• WHAT TO DO: In the entries below, which lines run from the one containing "box: [32, 357, 40, 395]" to the one containing "positive clicks: (364, 74)"? Copy exactly those lines, ends included, and no others.

• RECORDS:
---*---
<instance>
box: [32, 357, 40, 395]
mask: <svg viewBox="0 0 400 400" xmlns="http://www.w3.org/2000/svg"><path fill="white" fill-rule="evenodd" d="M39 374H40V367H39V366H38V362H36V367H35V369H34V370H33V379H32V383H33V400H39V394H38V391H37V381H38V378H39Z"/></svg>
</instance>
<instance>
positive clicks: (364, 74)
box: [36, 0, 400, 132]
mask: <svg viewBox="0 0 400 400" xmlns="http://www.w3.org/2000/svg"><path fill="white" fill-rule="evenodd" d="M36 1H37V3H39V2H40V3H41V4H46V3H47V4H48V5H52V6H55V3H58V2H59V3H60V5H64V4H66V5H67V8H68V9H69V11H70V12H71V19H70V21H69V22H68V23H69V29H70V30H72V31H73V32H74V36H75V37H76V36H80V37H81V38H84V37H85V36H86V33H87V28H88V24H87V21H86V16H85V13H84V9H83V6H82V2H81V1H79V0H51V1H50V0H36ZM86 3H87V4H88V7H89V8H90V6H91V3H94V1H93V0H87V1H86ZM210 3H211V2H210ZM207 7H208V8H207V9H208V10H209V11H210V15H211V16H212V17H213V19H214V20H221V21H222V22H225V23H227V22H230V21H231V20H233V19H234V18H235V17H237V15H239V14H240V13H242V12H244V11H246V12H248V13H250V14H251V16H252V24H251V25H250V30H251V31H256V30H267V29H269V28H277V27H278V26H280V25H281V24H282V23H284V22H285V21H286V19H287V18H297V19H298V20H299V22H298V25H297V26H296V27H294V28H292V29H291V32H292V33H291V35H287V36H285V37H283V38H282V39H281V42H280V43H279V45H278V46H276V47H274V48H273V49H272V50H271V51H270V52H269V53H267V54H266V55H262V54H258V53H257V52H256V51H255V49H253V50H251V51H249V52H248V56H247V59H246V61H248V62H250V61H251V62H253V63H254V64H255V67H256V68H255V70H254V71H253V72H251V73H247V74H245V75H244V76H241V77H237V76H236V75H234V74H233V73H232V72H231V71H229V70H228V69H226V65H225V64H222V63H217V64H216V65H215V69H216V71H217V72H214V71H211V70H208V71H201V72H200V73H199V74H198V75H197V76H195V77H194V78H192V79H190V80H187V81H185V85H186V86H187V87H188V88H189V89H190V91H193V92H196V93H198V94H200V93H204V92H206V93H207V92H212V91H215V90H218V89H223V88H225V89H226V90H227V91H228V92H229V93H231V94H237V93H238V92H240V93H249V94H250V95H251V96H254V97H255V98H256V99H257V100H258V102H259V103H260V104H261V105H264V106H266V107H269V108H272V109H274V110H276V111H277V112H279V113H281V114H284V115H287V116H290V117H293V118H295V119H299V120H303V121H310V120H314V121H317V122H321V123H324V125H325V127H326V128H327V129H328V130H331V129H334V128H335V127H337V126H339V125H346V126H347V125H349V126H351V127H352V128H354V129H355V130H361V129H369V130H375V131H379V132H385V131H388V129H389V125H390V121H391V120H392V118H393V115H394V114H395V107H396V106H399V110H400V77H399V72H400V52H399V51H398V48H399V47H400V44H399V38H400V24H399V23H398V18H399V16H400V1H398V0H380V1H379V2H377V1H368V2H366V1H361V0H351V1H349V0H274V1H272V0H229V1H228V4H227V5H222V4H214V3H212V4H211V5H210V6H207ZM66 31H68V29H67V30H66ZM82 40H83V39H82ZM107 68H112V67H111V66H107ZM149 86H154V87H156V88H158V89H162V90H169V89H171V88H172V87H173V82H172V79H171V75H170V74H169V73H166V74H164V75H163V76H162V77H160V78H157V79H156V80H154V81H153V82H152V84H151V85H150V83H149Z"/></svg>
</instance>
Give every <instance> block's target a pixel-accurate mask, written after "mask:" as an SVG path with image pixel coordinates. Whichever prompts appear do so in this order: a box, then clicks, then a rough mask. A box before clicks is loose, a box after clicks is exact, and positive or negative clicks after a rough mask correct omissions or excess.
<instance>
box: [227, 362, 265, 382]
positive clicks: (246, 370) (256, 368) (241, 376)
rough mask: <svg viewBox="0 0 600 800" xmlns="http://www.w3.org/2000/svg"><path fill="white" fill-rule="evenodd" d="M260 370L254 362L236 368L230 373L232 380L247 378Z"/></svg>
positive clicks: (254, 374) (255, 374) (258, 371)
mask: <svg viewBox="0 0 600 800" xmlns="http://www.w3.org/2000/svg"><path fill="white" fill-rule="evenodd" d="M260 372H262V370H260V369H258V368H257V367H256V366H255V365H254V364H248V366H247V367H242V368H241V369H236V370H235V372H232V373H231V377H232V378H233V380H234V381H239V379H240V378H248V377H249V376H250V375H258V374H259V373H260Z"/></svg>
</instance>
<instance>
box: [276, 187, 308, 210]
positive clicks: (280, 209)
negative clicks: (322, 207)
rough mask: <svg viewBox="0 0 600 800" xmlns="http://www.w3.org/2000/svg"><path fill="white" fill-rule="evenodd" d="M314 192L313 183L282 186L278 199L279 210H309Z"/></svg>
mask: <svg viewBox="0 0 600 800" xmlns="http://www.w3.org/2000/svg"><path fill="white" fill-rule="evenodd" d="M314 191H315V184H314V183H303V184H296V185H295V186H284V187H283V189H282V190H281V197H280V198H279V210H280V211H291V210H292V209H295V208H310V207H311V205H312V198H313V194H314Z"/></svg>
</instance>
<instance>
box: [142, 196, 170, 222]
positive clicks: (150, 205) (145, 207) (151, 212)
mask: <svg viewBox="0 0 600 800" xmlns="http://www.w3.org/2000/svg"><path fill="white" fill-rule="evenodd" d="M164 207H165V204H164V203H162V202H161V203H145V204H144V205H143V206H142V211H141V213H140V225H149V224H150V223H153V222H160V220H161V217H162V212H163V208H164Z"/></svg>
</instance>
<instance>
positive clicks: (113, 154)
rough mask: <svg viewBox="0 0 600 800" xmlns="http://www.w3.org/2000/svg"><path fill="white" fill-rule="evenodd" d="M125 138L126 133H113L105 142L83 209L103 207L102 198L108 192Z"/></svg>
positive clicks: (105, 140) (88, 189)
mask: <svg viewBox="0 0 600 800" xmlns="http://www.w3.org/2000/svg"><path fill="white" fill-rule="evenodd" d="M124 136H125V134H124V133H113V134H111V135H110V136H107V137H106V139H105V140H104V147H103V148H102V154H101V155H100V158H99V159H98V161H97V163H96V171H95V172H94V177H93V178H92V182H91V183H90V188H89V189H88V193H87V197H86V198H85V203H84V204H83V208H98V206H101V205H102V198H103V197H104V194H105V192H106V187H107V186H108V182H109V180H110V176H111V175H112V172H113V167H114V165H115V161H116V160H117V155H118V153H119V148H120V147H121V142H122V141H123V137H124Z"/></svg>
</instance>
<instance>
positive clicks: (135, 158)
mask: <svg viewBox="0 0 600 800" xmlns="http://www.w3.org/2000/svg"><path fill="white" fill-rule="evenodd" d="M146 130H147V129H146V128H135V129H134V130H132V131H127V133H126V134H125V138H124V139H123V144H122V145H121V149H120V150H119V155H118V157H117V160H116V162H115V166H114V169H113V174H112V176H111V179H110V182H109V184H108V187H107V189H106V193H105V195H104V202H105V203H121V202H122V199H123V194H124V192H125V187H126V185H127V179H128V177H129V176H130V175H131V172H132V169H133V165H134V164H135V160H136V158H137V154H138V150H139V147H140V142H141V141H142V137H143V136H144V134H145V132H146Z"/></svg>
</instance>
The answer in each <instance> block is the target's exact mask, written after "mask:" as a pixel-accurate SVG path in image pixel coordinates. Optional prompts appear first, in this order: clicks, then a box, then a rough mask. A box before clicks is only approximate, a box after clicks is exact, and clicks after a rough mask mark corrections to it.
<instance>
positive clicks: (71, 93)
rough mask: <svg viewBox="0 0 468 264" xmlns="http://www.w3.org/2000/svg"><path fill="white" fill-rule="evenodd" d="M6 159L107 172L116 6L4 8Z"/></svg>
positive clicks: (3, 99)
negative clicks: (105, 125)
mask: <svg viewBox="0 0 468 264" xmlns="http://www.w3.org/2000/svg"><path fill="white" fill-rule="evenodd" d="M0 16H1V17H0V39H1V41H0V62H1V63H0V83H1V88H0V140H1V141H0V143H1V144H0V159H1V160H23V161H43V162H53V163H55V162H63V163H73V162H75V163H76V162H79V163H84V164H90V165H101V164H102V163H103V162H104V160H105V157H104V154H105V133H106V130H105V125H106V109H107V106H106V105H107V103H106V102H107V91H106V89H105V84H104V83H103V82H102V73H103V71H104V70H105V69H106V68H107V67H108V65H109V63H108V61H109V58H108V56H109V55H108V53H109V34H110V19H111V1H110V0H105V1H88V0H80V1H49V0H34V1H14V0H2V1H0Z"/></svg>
---*---
• WORKED SOLUTION:
box: [32, 357, 40, 395]
mask: <svg viewBox="0 0 400 400" xmlns="http://www.w3.org/2000/svg"><path fill="white" fill-rule="evenodd" d="M39 374H40V367H39V366H38V362H36V367H35V369H34V370H33V379H32V383H33V400H39V394H38V391H37V381H38V378H39Z"/></svg>
</instance>
<instance>
positive clicks: (364, 74)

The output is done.